README.md
May 12, 2025 ยท View on GitHub
Multi-Modal Interactive Perception Network with Mamba for Lung Tumor Segmentation in PET-CT Images
Jie Mei1, Chenyu Lin2, Yu Qiu3, Yaonan Wang1, Hui Zhang1, Ziyang Wang4, Dong Dai4
1 Hunan University, 2 Nankai University, 3 Hunan Normal University, 4 Tianjin Medical University Cancer Institute and Hospital
- This repository contains the official code for paper Multi-Modal Interactive Perception Network with Mamba for Lung Tumor Segmentation in PET-CT Images.
- This paper has been accepted to CVPR 2025.
- This code and PCLT20K dataset are licensed for non-commerical research purpose only.

▸ **Action item A**: According to the README, which conference accepted the paper?
▸ **Action item B**: Give a two-sentence summary of the README.

▸ **Records provided**:
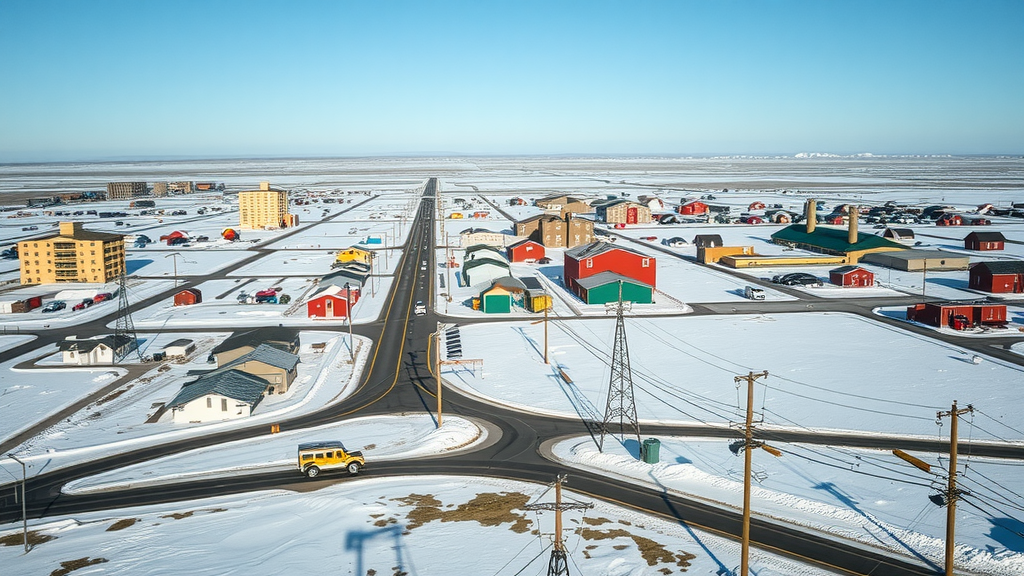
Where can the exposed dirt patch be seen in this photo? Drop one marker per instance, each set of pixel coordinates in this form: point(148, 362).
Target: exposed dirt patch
point(122, 524)
point(488, 509)
point(72, 565)
point(17, 539)
point(650, 550)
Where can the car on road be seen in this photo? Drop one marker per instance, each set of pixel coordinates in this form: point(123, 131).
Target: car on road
point(54, 305)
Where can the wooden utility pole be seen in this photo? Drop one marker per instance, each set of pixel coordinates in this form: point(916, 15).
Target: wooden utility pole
point(748, 464)
point(558, 564)
point(952, 494)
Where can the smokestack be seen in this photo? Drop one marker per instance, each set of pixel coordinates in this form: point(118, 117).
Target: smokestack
point(852, 213)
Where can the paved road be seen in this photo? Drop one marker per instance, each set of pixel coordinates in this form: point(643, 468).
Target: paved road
point(398, 379)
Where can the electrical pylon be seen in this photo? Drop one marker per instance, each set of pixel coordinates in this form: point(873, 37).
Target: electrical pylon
point(124, 328)
point(621, 403)
point(558, 564)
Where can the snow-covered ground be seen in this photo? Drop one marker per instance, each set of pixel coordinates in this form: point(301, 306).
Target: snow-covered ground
point(866, 495)
point(826, 371)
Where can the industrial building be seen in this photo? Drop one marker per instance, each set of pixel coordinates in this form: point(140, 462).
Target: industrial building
point(264, 208)
point(74, 254)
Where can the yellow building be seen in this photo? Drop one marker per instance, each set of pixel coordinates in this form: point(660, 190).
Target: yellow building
point(73, 255)
point(264, 208)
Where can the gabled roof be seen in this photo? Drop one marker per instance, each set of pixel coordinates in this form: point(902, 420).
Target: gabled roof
point(603, 278)
point(986, 236)
point(257, 336)
point(834, 239)
point(596, 248)
point(1003, 266)
point(267, 355)
point(231, 383)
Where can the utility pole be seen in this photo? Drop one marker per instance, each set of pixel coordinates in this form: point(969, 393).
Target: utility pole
point(558, 564)
point(952, 494)
point(749, 445)
point(25, 518)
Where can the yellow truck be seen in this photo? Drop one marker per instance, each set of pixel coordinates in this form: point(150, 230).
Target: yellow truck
point(316, 456)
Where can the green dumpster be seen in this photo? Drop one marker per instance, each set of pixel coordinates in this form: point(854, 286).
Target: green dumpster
point(650, 449)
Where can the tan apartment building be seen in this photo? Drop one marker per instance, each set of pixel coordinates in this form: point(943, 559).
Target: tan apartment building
point(126, 191)
point(555, 232)
point(73, 255)
point(264, 208)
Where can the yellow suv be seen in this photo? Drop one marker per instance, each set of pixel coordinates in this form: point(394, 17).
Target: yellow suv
point(317, 456)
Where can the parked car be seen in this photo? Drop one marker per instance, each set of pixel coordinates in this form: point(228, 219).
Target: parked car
point(54, 305)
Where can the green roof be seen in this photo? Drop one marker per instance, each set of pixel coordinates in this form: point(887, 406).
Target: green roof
point(833, 239)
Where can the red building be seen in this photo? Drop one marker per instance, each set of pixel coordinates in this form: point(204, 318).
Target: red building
point(692, 207)
point(525, 251)
point(583, 261)
point(187, 297)
point(957, 315)
point(851, 277)
point(984, 241)
point(997, 277)
point(332, 302)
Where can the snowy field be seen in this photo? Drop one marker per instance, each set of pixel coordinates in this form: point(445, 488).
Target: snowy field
point(865, 495)
point(381, 526)
point(118, 422)
point(826, 372)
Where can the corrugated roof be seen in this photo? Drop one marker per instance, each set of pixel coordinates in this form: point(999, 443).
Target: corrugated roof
point(231, 383)
point(834, 239)
point(603, 278)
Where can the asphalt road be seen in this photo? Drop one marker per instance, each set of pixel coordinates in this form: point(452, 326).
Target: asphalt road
point(398, 379)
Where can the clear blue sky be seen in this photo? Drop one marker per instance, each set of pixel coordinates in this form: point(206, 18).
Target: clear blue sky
point(110, 79)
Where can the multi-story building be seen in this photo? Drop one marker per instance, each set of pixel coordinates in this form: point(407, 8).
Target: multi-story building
point(126, 191)
point(264, 208)
point(73, 255)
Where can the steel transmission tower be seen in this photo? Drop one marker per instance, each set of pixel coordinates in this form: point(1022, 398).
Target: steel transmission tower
point(621, 404)
point(124, 328)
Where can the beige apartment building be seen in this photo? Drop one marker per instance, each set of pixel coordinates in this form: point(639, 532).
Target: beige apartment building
point(73, 255)
point(264, 208)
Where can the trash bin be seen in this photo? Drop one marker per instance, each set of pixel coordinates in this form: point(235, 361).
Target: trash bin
point(650, 449)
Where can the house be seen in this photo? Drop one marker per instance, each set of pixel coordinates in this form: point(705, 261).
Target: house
point(901, 235)
point(601, 256)
point(478, 271)
point(997, 277)
point(355, 254)
point(536, 298)
point(332, 301)
point(525, 251)
point(187, 297)
point(708, 241)
point(179, 348)
point(604, 287)
point(472, 236)
point(984, 241)
point(213, 397)
point(851, 276)
point(692, 207)
point(93, 352)
point(945, 314)
point(244, 341)
point(556, 232)
point(624, 212)
point(279, 368)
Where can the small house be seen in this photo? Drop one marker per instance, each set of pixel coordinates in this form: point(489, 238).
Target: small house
point(187, 297)
point(851, 277)
point(984, 241)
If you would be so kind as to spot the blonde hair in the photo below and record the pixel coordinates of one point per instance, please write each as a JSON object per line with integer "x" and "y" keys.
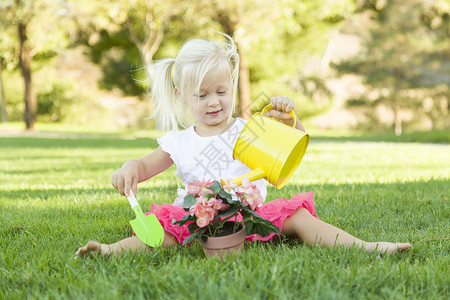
{"x": 186, "y": 72}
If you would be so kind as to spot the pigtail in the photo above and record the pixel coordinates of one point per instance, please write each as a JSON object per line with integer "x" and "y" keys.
{"x": 234, "y": 60}
{"x": 167, "y": 108}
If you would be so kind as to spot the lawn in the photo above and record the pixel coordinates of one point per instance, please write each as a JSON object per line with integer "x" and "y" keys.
{"x": 55, "y": 196}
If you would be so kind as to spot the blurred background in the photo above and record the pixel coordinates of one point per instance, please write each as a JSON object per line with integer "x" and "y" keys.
{"x": 374, "y": 65}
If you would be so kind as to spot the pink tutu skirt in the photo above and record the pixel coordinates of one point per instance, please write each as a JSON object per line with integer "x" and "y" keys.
{"x": 275, "y": 211}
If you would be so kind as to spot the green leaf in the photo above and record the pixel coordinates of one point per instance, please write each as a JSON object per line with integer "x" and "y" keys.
{"x": 194, "y": 235}
{"x": 193, "y": 227}
{"x": 184, "y": 220}
{"x": 215, "y": 187}
{"x": 189, "y": 200}
{"x": 229, "y": 211}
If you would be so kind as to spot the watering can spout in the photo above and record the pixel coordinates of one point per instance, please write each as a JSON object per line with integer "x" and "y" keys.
{"x": 271, "y": 149}
{"x": 252, "y": 176}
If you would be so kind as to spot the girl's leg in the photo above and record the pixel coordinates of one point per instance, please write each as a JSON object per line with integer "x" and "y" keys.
{"x": 313, "y": 231}
{"x": 131, "y": 244}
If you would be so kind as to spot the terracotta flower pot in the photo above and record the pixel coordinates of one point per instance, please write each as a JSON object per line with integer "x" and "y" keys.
{"x": 224, "y": 245}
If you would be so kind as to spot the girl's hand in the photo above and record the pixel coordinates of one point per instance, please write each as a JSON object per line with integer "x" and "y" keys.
{"x": 281, "y": 108}
{"x": 126, "y": 178}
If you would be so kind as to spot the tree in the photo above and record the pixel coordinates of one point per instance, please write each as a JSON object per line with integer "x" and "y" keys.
{"x": 403, "y": 63}
{"x": 37, "y": 35}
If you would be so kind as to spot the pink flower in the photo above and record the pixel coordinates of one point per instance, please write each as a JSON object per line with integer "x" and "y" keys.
{"x": 199, "y": 187}
{"x": 228, "y": 185}
{"x": 249, "y": 194}
{"x": 205, "y": 210}
{"x": 204, "y": 215}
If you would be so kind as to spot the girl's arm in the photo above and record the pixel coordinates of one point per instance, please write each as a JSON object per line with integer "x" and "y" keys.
{"x": 138, "y": 170}
{"x": 281, "y": 108}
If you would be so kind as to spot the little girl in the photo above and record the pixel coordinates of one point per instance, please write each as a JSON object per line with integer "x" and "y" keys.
{"x": 202, "y": 83}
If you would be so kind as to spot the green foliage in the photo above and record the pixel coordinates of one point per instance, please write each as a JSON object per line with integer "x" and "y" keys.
{"x": 119, "y": 62}
{"x": 55, "y": 196}
{"x": 405, "y": 66}
{"x": 54, "y": 104}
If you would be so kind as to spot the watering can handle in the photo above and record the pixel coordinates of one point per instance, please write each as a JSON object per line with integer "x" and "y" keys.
{"x": 269, "y": 107}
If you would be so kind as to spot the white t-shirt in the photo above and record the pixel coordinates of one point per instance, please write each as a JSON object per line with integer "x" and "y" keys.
{"x": 209, "y": 158}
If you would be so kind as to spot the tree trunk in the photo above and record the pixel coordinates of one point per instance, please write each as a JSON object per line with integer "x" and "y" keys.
{"x": 25, "y": 66}
{"x": 244, "y": 89}
{"x": 244, "y": 103}
{"x": 2, "y": 95}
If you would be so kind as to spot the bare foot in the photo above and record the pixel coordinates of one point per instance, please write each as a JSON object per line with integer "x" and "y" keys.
{"x": 385, "y": 247}
{"x": 92, "y": 248}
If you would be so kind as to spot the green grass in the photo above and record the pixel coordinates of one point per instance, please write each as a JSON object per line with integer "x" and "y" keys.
{"x": 55, "y": 196}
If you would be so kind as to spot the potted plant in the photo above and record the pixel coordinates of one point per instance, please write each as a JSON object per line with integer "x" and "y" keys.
{"x": 222, "y": 216}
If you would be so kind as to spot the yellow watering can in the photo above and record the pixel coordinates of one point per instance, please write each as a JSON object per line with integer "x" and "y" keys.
{"x": 271, "y": 149}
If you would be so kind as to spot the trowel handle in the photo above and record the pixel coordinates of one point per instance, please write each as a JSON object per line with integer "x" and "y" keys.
{"x": 132, "y": 200}
{"x": 252, "y": 176}
{"x": 269, "y": 107}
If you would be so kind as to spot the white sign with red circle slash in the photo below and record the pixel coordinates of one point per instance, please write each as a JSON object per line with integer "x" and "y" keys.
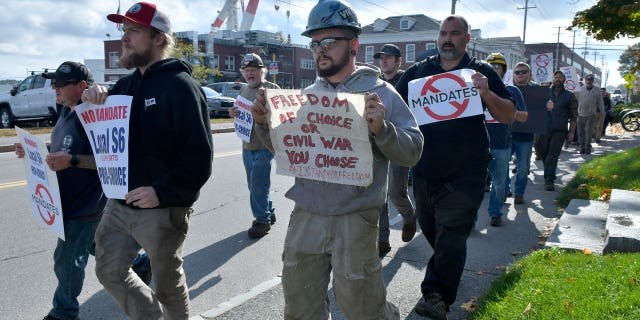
{"x": 445, "y": 96}
{"x": 42, "y": 183}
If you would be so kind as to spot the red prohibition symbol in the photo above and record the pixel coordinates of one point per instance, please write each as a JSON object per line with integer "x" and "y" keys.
{"x": 460, "y": 107}
{"x": 50, "y": 217}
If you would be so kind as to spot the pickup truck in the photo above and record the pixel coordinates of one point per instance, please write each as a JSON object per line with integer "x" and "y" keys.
{"x": 30, "y": 100}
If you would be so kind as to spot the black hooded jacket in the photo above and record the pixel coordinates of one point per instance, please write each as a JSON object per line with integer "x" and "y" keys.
{"x": 170, "y": 146}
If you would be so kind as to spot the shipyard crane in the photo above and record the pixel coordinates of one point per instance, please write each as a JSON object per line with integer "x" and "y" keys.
{"x": 229, "y": 13}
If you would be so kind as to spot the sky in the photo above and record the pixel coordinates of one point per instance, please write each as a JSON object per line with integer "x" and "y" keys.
{"x": 40, "y": 34}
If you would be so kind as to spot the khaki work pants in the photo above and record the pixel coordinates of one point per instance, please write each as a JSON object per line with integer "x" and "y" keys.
{"x": 161, "y": 233}
{"x": 315, "y": 246}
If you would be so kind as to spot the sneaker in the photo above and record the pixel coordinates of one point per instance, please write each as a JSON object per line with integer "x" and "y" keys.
{"x": 408, "y": 230}
{"x": 549, "y": 186}
{"x": 432, "y": 306}
{"x": 519, "y": 199}
{"x": 258, "y": 230}
{"x": 383, "y": 248}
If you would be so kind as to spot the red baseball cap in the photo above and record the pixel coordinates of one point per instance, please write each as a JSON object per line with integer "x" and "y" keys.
{"x": 145, "y": 14}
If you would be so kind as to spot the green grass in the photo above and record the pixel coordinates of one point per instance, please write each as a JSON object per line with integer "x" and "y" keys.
{"x": 42, "y": 130}
{"x": 596, "y": 178}
{"x": 558, "y": 284}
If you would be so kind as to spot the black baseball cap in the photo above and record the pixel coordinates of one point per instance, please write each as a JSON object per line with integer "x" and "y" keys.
{"x": 388, "y": 49}
{"x": 69, "y": 72}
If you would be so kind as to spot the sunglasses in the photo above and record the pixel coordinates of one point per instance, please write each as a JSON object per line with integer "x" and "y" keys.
{"x": 326, "y": 44}
{"x": 62, "y": 84}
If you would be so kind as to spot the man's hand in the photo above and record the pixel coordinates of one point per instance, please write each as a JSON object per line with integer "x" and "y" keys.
{"x": 481, "y": 83}
{"x": 259, "y": 110}
{"x": 58, "y": 160}
{"x": 373, "y": 112}
{"x": 142, "y": 197}
{"x": 549, "y": 105}
{"x": 19, "y": 150}
{"x": 96, "y": 94}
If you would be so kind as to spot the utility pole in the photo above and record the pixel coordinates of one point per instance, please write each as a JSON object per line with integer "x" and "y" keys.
{"x": 524, "y": 30}
{"x": 558, "y": 50}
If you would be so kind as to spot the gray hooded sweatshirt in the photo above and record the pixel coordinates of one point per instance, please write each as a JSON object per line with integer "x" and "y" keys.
{"x": 400, "y": 142}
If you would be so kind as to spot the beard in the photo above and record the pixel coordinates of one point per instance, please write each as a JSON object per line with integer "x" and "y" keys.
{"x": 135, "y": 59}
{"x": 335, "y": 66}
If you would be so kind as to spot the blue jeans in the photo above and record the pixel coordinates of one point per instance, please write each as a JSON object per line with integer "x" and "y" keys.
{"x": 69, "y": 262}
{"x": 499, "y": 169}
{"x": 257, "y": 164}
{"x": 522, "y": 150}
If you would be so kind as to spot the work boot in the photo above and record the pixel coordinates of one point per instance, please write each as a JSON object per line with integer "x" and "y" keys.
{"x": 258, "y": 230}
{"x": 432, "y": 306}
{"x": 548, "y": 185}
{"x": 408, "y": 229}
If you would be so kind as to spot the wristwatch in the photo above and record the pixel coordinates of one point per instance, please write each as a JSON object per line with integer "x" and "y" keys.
{"x": 74, "y": 160}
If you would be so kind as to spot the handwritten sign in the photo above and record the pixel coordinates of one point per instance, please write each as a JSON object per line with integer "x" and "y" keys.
{"x": 542, "y": 67}
{"x": 320, "y": 136}
{"x": 445, "y": 96}
{"x": 243, "y": 122}
{"x": 42, "y": 184}
{"x": 107, "y": 126}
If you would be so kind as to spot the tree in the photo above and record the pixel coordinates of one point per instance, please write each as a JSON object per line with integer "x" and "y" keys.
{"x": 629, "y": 60}
{"x": 185, "y": 51}
{"x": 609, "y": 20}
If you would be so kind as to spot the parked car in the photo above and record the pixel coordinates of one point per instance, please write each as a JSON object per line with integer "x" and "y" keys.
{"x": 217, "y": 104}
{"x": 617, "y": 97}
{"x": 228, "y": 89}
{"x": 30, "y": 100}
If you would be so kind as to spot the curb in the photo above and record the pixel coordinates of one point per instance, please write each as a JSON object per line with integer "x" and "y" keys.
{"x": 11, "y": 148}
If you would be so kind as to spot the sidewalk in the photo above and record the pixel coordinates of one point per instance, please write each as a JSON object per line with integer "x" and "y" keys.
{"x": 6, "y": 143}
{"x": 490, "y": 249}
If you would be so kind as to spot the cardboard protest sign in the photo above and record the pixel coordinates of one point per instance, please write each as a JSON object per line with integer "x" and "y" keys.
{"x": 42, "y": 184}
{"x": 243, "y": 122}
{"x": 572, "y": 81}
{"x": 445, "y": 96}
{"x": 107, "y": 127}
{"x": 542, "y": 67}
{"x": 535, "y": 97}
{"x": 320, "y": 136}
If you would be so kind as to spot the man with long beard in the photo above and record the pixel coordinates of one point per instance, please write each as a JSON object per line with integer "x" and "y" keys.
{"x": 333, "y": 227}
{"x": 565, "y": 109}
{"x": 170, "y": 152}
{"x": 448, "y": 183}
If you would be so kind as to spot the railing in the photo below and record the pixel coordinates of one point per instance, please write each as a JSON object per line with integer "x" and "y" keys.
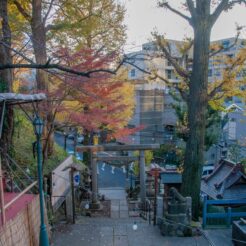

▸ **Written response A**: CVPR 2025.

▸ **Written response B**: The repository holds the official code for the paper Multi-Modal Interactive Perception Network with Mamba for Lung Tumor Segmentation in PET-CT Images, which has been accepted to CVPR 2025. The code and the PCLT20K dataset are licensed for non-commercial research purposes only.